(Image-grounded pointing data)
● ● ●
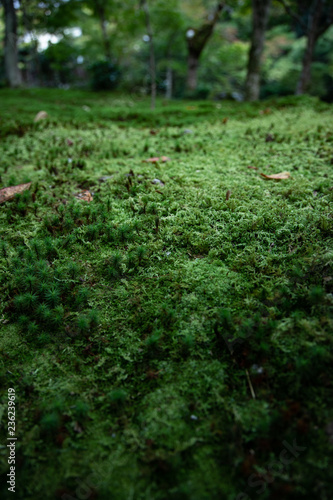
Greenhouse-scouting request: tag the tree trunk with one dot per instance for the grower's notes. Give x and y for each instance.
(260, 13)
(305, 77)
(192, 70)
(106, 40)
(13, 74)
(152, 62)
(312, 37)
(169, 82)
(196, 42)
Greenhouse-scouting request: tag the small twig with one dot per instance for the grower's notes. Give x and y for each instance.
(250, 384)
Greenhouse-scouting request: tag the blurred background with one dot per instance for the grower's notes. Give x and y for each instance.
(239, 49)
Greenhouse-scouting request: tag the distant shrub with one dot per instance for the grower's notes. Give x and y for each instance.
(105, 75)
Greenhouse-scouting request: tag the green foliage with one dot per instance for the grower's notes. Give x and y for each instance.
(105, 75)
(132, 330)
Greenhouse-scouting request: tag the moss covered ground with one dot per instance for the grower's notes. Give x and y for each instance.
(172, 338)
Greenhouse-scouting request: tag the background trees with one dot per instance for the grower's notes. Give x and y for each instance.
(247, 48)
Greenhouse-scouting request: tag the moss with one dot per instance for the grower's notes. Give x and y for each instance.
(138, 319)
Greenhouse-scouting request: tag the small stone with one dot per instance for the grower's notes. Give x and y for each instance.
(157, 181)
(105, 178)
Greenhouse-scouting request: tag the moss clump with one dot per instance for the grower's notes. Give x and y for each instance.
(137, 328)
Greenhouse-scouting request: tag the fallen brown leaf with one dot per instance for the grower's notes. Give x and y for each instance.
(42, 115)
(282, 175)
(266, 111)
(84, 196)
(9, 193)
(152, 160)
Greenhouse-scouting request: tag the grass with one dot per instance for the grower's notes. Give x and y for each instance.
(136, 329)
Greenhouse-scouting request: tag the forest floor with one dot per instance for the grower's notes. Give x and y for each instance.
(172, 337)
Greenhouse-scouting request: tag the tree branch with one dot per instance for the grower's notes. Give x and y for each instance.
(293, 14)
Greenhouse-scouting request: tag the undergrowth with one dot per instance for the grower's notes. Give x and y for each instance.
(166, 339)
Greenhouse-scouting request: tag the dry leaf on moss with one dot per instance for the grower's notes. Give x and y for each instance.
(84, 196)
(9, 193)
(281, 175)
(151, 160)
(42, 115)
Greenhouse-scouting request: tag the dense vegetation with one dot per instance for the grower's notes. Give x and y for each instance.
(104, 44)
(172, 337)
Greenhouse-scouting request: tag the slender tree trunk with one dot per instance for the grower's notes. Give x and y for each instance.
(196, 42)
(260, 13)
(152, 62)
(13, 73)
(106, 40)
(192, 70)
(169, 82)
(320, 19)
(312, 37)
(305, 76)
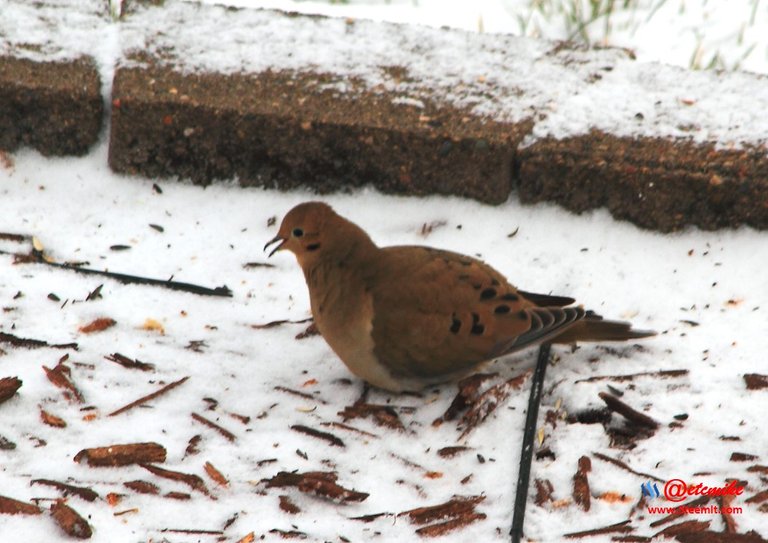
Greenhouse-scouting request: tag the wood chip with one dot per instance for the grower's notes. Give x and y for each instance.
(287, 505)
(52, 420)
(581, 493)
(383, 415)
(743, 457)
(616, 405)
(143, 487)
(61, 376)
(457, 506)
(149, 397)
(619, 527)
(698, 502)
(248, 538)
(189, 479)
(174, 495)
(442, 528)
(756, 381)
(29, 343)
(97, 325)
(663, 374)
(305, 395)
(726, 502)
(720, 537)
(70, 521)
(760, 497)
(8, 387)
(325, 436)
(215, 474)
(544, 491)
(9, 506)
(309, 331)
(686, 527)
(349, 428)
(130, 363)
(317, 483)
(272, 324)
(485, 404)
(122, 455)
(193, 446)
(69, 490)
(223, 431)
(469, 390)
(624, 466)
(288, 534)
(450, 452)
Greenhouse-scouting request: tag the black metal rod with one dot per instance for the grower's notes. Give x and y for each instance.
(526, 454)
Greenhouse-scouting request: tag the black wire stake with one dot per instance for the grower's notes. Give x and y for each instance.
(526, 454)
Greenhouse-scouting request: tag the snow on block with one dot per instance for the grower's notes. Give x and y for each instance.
(286, 100)
(288, 129)
(54, 106)
(655, 183)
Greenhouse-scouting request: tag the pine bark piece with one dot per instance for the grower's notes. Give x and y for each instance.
(720, 537)
(61, 376)
(726, 501)
(581, 493)
(325, 436)
(456, 507)
(632, 415)
(450, 452)
(82, 492)
(287, 505)
(663, 374)
(215, 474)
(442, 528)
(10, 506)
(686, 527)
(210, 424)
(130, 363)
(8, 387)
(756, 381)
(30, 343)
(619, 527)
(760, 497)
(316, 483)
(142, 487)
(189, 479)
(485, 404)
(70, 521)
(743, 457)
(383, 415)
(97, 325)
(52, 420)
(149, 397)
(123, 455)
(544, 491)
(469, 390)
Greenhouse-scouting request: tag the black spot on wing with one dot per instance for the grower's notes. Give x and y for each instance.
(455, 324)
(477, 328)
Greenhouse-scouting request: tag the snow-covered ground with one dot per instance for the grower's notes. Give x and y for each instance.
(687, 33)
(78, 210)
(706, 292)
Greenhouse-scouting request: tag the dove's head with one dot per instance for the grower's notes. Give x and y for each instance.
(313, 230)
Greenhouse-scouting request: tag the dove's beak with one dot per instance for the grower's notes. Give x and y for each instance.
(272, 242)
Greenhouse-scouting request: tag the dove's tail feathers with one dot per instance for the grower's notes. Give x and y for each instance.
(594, 328)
● ● ●
__Your instructions__.
Quote all the lines above exactly as given. Do not include the pictures.

__Output for this exercise__.
Greenhouse-scouting request: tag the tree trunk with one dot per instance for the grower's notes. Give x and y for each instance.
(260, 13)
(305, 77)
(192, 70)
(106, 40)
(13, 74)
(152, 62)
(312, 37)
(169, 82)
(196, 42)
Greenhouse-scouting request: tag the small twig with one dot per instance for the grower's notes. Give x and y for each instance.
(250, 384)
Greenhouse-scouting request: tag the blurred background with one dot per instance for the grower's notes. Give x and y for each instance.
(239, 49)
Greenhouse-scouting request: tag the distant shrub with one dot per instance for the grower's notes. Give x and y for each instance.
(105, 75)
Greenhouse-scouting request: tag the green foliage with one dot per instance for the grower's notes. Give x and y for each instance.
(105, 75)
(132, 330)
Greenhouse-scouting request: tag the moss covered ground with one dot per instance for the grower's notes. Give x and y for each instance.
(172, 338)
Greenhouse-scouting request: tag the background trees with one dot per instance for the grower's notes. Give x and y for each instance.
(247, 48)
Greenhouse-scouting request: tag the moss with one dot per instance for the grower's notes. Give x and y for each instance.
(138, 319)
Greenhouse-scouting request: tag the small stone with one dot per instance for the grower's notes. Give x and y for each instance.
(157, 181)
(105, 178)
Greenhouse-scouting request: tag the moss clump with one dot per instance for the grower's notes. Give x and y for each instance.
(137, 328)
Greenhouse-scouting request: tag the fallen brown leaf with one dot per instance for the grower's notes. Give x and y for each instance.
(42, 115)
(282, 175)
(266, 111)
(84, 196)
(9, 193)
(152, 160)
Greenhouse-scouting request: tag the grass with one dot per instance for the grower's notes. Give x and y for each instance.
(136, 329)
Greenhouse-scouting request: tag the forest floor with one dot per instance for the grower's notes. Give x and y for each instance.
(172, 337)
Greenhouse-scouting request: tag the tree branch with one dot per instance for the grower's notes. Give x and y for each instance.
(293, 14)
Greenhouse-scouting request: tag the undergrowth with one dot per instance for the grower's notes. Give x and y for each instance.
(166, 339)
Greenhouse-scouting request: tag the dry leaf on moss with one dot per instance for the grower's notes. Give x and y for each instance.
(84, 196)
(9, 193)
(281, 175)
(151, 160)
(42, 115)
Greenhouse-scouting request: tag the dense vegetation with one dot per instance for the grower's notes. Give x and y for each instance.
(104, 44)
(172, 337)
Greenhouse-scouting request: tag the slender tree trunk with one dot per instance for the grower's notes. Give x and y for each instance.
(196, 42)
(260, 13)
(152, 62)
(13, 73)
(106, 40)
(192, 70)
(169, 82)
(320, 19)
(312, 37)
(305, 76)
Greenhouse-scouting request: tag the wood chip with one dot per instance for the grower's notes. Give x and y for each instance.
(287, 505)
(52, 420)
(581, 493)
(383, 415)
(743, 457)
(616, 405)
(143, 487)
(61, 376)
(457, 506)
(149, 397)
(619, 527)
(698, 502)
(248, 538)
(189, 479)
(174, 495)
(442, 528)
(756, 381)
(29, 343)
(97, 325)
(663, 374)
(305, 395)
(726, 502)
(720, 537)
(70, 521)
(760, 497)
(8, 387)
(325, 436)
(215, 474)
(544, 491)
(9, 506)
(309, 331)
(686, 527)
(349, 428)
(130, 363)
(317, 483)
(272, 324)
(485, 404)
(122, 455)
(193, 446)
(69, 490)
(223, 431)
(469, 390)
(624, 466)
(288, 534)
(450, 452)
Greenhouse-scouting request: tag the black metal rod with one dot per instance for the grower's notes. Give x and y for each instance.
(526, 454)
Greenhouse-scouting request: tag the black wire stake with one dot per instance for the grower's notes. Give x and y for each instance.
(526, 454)
Greenhouse-scouting request: tag the snow on block with one dot per instance for the grower's notes. Give x and y for each instance.
(286, 100)
(288, 129)
(54, 106)
(655, 183)
Greenhouse-scouting request: tag the pine bark piece with one dot per instance for the grower's notes. Give x and y for each instance.
(720, 537)
(61, 376)
(726, 501)
(581, 493)
(325, 436)
(456, 507)
(632, 415)
(450, 452)
(82, 492)
(287, 505)
(663, 374)
(215, 474)
(442, 528)
(10, 506)
(686, 527)
(210, 424)
(130, 363)
(8, 387)
(756, 381)
(30, 343)
(619, 527)
(760, 497)
(316, 483)
(142, 487)
(189, 479)
(485, 404)
(70, 521)
(743, 457)
(383, 415)
(97, 325)
(52, 420)
(149, 397)
(123, 455)
(544, 491)
(469, 390)
Greenhouse-scouting request: tag the black spot on wing with one dot per instance for the grower's notes. Give x and y for each instance.
(455, 324)
(477, 328)
Greenhouse-scouting request: tag the snow-covered ground with one dot per instance for the grower's notes. Give x and y for each instance.
(687, 33)
(78, 210)
(706, 292)
Greenhouse-scouting request: tag the dove's head with one dot per instance for the grower's notes. Give x and y for each instance.
(313, 230)
Greenhouse-scouting request: tag the dove's beak with one dot per instance for the grower's notes. Give x and y for each instance.
(272, 242)
Greenhouse-scouting request: tag the dove's tail feathers with one dot per instance for the grower's notes. Give x and y for each instance.
(594, 328)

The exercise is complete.